→ **DATA EXTRACT**:
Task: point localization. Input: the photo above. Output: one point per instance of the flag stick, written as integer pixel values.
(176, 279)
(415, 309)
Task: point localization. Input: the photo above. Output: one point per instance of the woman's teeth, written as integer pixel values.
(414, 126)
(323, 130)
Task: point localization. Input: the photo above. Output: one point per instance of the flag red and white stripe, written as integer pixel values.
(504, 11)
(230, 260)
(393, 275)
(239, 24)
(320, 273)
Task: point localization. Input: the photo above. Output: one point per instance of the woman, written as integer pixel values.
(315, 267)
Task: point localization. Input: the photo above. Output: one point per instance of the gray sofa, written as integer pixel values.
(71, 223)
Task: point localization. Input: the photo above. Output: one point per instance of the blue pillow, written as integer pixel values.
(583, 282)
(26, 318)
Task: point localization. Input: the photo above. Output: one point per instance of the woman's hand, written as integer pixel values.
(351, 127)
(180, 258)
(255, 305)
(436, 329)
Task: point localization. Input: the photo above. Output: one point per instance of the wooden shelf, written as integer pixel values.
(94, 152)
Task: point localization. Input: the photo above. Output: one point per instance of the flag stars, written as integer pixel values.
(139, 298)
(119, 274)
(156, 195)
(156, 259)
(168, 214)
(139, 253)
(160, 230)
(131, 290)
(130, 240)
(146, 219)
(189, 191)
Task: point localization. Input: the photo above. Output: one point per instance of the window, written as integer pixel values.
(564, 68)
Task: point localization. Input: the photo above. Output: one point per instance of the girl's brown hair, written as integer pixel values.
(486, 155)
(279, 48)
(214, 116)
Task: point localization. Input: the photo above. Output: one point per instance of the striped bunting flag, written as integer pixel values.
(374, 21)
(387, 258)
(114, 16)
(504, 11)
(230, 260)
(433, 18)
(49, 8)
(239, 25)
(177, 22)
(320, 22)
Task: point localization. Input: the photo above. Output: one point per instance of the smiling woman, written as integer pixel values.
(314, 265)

→ **TASK REQUIREMENTS**: Nothing in the records above may be left out when you repeat them exactly.

→ **SOLUTION BELOW**:
Task: point localization. Input: the photo above. Output: one point per instance of the flag stick, written as integer pixel values.
(176, 279)
(415, 309)
Task: point localization. Input: the photo above. Output: one point per instance of the woman's teeth, written as integer pixel values.
(414, 126)
(323, 130)
Task: point localization. Input: the photo above. Output: one point per instance of the flag red and white stripe, written as integer pixel values.
(504, 11)
(230, 260)
(393, 275)
(239, 24)
(320, 273)
Task: point localization. Input: the photo above. Output: one point per instance of the woman, written as integer pixel values.
(315, 267)
Task: point localization. Input: the photo above. Output: one point per instance of the gray sofa, written as integer pixel values.
(71, 223)
Task: point localization. Input: the photo above. Output: one point per instance of the blue pillow, written as integer pixel values.
(583, 282)
(26, 318)
Task: point localization. Input: the photo above. Output: one point per instance of the woman's hand, written as integer pixel values.
(351, 127)
(180, 258)
(255, 305)
(436, 329)
Task: point localization. Input: the photo above. Output: one point per instance of the wooden shelf, written as integer pixel values.
(94, 152)
Task: point localization. Input: the photo above. Output: one point per instance of the flag stars, written as integer pixel values.
(139, 298)
(119, 274)
(156, 195)
(156, 259)
(168, 214)
(139, 253)
(160, 230)
(131, 290)
(130, 240)
(146, 219)
(189, 191)
Task: point localization. Input: the photo above. Output: one point per instance of the window, written as integer pixel values.
(564, 68)
Task: point localization. Input: the photo above. Output: one point per instance of the girl's brown hair, written as integer pixel values.
(486, 155)
(279, 48)
(214, 116)
Task: point localization. Input: the photo above. Output: one point per instance of the striped bunting flag, written as integer pixel values.
(374, 21)
(387, 258)
(114, 16)
(504, 11)
(230, 260)
(433, 18)
(49, 8)
(239, 25)
(177, 22)
(320, 22)
Task: point localization. Input: the photo above. Output: one point per instance of the smiling woman, written as integer pixel values.
(314, 265)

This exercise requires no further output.